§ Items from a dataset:
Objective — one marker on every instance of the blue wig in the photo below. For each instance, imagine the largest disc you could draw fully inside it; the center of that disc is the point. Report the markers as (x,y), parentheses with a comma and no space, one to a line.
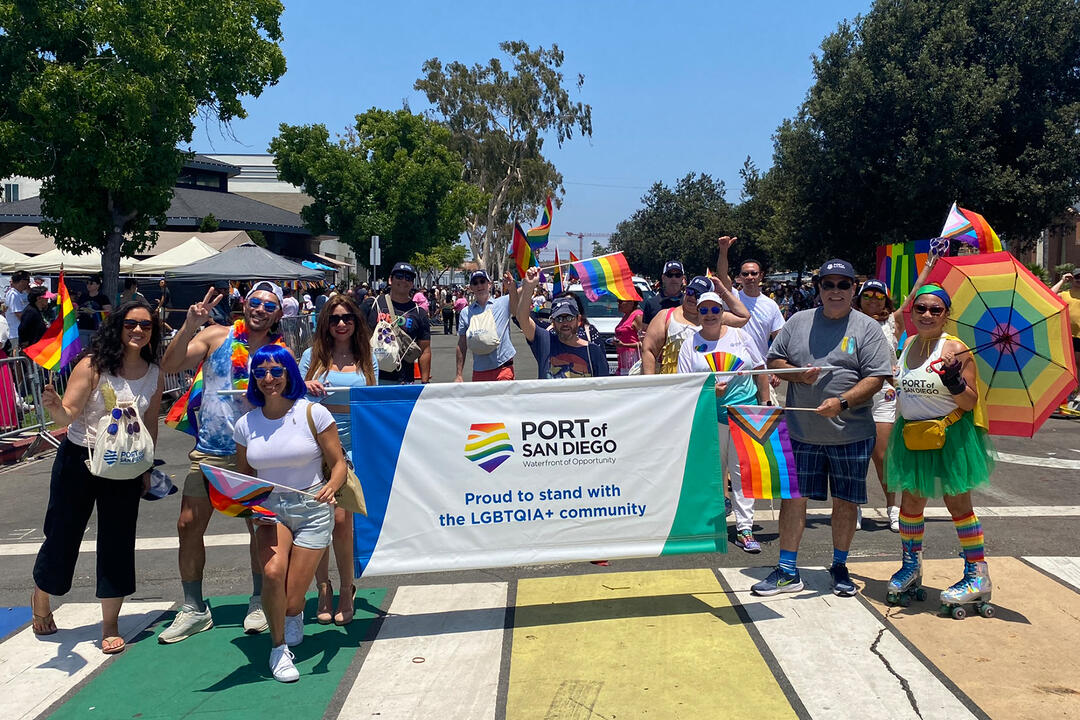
(294,389)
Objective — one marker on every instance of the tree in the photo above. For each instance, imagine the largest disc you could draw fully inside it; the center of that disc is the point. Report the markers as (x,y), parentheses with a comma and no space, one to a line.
(392,175)
(675,223)
(96,96)
(499,119)
(920,104)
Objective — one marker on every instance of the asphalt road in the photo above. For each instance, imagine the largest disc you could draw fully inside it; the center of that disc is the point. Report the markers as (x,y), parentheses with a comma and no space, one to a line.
(1050,479)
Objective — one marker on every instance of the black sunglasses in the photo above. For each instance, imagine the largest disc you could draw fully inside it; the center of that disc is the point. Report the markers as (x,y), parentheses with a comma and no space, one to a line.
(829,285)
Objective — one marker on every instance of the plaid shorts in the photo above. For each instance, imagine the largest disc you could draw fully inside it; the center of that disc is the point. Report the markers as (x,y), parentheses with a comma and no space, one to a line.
(836,470)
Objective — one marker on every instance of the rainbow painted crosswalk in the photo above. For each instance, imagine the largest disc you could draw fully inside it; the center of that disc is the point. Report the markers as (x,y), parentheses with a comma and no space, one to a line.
(669,643)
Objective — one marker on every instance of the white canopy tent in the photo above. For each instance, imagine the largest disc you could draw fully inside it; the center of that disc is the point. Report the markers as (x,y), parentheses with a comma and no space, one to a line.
(177,257)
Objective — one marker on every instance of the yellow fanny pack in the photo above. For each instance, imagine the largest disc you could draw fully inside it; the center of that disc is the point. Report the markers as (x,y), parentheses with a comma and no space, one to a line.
(929,434)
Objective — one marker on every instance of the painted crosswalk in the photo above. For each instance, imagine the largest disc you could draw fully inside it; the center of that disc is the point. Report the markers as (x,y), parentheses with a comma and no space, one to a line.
(669,643)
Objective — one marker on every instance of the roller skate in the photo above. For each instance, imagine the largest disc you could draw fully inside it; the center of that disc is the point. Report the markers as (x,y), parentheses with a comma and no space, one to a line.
(974,589)
(907,582)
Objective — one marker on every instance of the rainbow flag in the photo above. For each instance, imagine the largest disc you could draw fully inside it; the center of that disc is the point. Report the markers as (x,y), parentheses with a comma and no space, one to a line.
(538,235)
(971,228)
(766,459)
(237,494)
(59,344)
(719,362)
(607,273)
(899,266)
(524,257)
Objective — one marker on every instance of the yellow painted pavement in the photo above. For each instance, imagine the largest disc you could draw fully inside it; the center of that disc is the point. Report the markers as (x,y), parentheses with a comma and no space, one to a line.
(635,644)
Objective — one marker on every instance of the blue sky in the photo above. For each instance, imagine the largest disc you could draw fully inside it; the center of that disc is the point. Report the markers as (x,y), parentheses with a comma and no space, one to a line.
(675,86)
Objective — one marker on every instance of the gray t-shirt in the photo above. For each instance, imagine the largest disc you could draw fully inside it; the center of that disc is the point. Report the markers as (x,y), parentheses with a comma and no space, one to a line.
(500,312)
(856,347)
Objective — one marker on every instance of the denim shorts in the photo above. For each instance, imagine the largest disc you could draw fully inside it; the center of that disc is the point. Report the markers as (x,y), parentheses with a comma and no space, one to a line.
(836,470)
(310,521)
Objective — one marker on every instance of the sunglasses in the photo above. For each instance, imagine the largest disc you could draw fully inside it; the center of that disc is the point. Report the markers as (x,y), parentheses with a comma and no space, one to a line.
(829,285)
(255,303)
(933,310)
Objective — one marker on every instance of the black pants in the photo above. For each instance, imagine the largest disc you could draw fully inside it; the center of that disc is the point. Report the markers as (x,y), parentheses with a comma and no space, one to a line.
(72,493)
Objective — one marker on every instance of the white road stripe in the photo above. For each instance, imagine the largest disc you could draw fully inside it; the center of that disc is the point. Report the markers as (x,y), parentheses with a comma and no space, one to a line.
(436,655)
(35,671)
(837,654)
(1065,568)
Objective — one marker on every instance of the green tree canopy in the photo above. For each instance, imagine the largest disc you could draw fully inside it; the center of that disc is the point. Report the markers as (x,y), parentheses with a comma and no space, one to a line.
(96,95)
(923,103)
(393,175)
(499,119)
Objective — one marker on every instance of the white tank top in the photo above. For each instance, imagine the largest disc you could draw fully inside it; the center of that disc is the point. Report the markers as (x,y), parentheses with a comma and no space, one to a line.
(922,395)
(83,430)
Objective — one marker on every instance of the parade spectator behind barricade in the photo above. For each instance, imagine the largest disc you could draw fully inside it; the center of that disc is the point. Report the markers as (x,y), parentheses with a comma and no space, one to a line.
(289,308)
(410,318)
(223,352)
(730,390)
(670,291)
(15,299)
(628,336)
(32,325)
(559,351)
(484,328)
(664,336)
(120,369)
(340,356)
(286,439)
(833,444)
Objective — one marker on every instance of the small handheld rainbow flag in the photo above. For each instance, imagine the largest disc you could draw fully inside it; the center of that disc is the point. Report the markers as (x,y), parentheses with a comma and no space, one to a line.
(607,273)
(766,460)
(59,343)
(538,235)
(237,494)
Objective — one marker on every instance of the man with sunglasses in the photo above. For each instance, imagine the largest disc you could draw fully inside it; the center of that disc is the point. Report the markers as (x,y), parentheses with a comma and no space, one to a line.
(410,317)
(498,362)
(833,433)
(670,295)
(216,349)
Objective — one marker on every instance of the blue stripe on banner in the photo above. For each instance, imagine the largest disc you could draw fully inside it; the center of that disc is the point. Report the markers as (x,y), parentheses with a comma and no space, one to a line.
(379,419)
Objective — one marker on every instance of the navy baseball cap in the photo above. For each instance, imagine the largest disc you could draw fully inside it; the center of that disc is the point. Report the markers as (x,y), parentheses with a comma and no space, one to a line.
(699,286)
(837,267)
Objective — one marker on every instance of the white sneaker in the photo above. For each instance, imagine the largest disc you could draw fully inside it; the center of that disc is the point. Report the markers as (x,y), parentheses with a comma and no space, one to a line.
(294,629)
(187,623)
(894,518)
(255,621)
(281,665)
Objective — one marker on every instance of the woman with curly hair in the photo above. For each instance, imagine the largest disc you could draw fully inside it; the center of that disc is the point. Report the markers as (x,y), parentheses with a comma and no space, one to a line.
(121,366)
(340,355)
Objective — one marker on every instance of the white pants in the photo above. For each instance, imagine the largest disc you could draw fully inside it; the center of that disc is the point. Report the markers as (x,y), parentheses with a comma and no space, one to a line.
(742,506)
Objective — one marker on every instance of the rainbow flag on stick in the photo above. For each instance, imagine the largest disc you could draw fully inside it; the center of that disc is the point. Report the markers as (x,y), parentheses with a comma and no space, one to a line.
(766,460)
(607,273)
(59,344)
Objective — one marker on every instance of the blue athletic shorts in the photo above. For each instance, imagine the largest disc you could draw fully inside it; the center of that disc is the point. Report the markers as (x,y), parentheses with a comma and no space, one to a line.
(836,470)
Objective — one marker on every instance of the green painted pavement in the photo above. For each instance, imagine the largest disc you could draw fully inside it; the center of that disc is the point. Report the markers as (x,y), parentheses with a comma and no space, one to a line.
(224,673)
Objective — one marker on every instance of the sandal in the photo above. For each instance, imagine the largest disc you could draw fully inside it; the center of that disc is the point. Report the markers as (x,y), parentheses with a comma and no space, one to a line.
(323,616)
(42,624)
(113,644)
(343,615)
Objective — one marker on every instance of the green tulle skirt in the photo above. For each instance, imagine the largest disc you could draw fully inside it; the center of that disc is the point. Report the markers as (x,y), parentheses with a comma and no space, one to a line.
(964,462)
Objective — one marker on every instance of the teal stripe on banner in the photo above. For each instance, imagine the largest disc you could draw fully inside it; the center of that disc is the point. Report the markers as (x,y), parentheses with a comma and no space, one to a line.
(700,525)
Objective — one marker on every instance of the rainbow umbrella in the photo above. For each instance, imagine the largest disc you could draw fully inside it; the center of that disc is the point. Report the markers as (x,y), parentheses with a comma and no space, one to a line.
(1018,333)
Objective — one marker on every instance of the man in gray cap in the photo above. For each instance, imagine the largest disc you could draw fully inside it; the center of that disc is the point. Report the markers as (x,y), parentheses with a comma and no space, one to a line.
(833,443)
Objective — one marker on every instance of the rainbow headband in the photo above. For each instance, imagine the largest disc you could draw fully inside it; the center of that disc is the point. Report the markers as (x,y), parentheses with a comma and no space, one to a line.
(937,291)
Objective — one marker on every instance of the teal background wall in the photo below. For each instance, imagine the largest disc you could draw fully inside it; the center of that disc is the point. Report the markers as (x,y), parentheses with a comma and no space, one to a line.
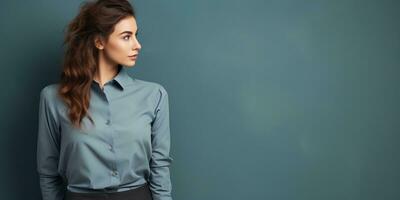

§ YOUR INSTRUCTIONS:
Find every line above that contains the word "pavement", and copy each of those lines in full.

§ EXERCISE SOLUTION:
Objective — one marker on every instance of the yellow painted pavement in the photo above. For each instance, imagine the largest disc you could draw fully inside it; the center of that disc is the point. Report the markers as (x,y), parentheses with a comma and no space, one to a line.
Objective — one marker on every instance of the green painted pavement in the photo above. For each instance, imagine the largest disc you could draw fully inside it; the center of that disc is the point. Report the markers as (x,y), parentheses with a comma and no space, one to a line.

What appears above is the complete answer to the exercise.